--- START Data for this exercise ---

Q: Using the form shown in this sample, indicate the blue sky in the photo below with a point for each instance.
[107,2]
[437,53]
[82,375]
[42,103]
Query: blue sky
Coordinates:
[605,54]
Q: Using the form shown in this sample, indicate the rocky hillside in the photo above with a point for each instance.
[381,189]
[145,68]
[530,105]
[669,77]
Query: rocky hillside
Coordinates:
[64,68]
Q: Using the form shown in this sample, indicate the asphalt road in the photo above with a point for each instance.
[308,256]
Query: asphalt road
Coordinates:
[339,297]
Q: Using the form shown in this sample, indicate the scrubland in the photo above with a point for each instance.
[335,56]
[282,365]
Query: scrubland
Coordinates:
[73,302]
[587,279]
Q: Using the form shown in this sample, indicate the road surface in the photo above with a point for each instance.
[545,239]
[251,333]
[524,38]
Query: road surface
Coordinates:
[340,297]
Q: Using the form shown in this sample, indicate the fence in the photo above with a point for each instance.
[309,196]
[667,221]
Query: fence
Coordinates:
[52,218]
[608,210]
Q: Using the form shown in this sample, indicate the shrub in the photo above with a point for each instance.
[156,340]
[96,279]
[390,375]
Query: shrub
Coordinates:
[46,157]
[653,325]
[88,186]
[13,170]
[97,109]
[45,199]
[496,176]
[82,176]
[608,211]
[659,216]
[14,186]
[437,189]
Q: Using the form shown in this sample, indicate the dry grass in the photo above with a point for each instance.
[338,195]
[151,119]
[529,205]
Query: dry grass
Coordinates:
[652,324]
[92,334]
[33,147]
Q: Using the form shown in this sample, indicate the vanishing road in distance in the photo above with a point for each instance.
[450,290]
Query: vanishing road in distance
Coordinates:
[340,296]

--- END Data for this exercise ---

[The exercise] Reproduce every record above exactly as it appears.

[Finished answer]
Q: Using the form shown in this sample, indicate the blue sky in the photo below with a point for each instance.
[107,2]
[437,53]
[82,375]
[42,103]
Query: blue sky
Coordinates:
[605,54]
Q: Using the form shown in this sample, indicate the rocky hillside in the photo above with a point for each instance.
[381,189]
[145,68]
[530,105]
[669,77]
Query: rocky hillside
Coordinates:
[64,68]
Q: Using the form shown in this sample, indicate the asphalt road in the photo above with a point for each instance.
[308,256]
Query: asphalt road
Coordinates:
[339,297]
Q: Using the form shown in this sample, indicate the scrubland in the photo above with a point for each instance.
[335,56]
[282,365]
Query: scrubland
Coordinates:
[73,302]
[587,279]
Q: Using the form shown in this sample, indicate the road surface in the photo above with a point for each instance.
[545,239]
[251,333]
[524,38]
Query: road surface
Coordinates:
[340,297]
Q: Using the form shown in this sample, indicate the fence in the photo above with a point for each instance.
[309,196]
[667,221]
Query: fence
Coordinates:
[52,218]
[608,210]
Q: Using the form shown in this sample, indicate the shrub in the photo above with a point for each instance.
[156,340]
[96,279]
[390,375]
Query: shrub
Coordinates:
[46,157]
[653,325]
[88,186]
[13,170]
[97,109]
[45,199]
[496,176]
[82,176]
[608,211]
[659,216]
[14,186]
[437,189]
Q: Using the form shown in this sample, indicate the dry grass in the photo above with a point for each instance.
[338,195]
[151,119]
[529,205]
Query: dry grass
Coordinates:
[652,324]
[92,334]
[33,147]
Q: Using the form shown in this sample, indicate the vanishing road in distance in the photo above with a point for each instance.
[450,290]
Query: vanishing road in distance
Coordinates:
[340,296]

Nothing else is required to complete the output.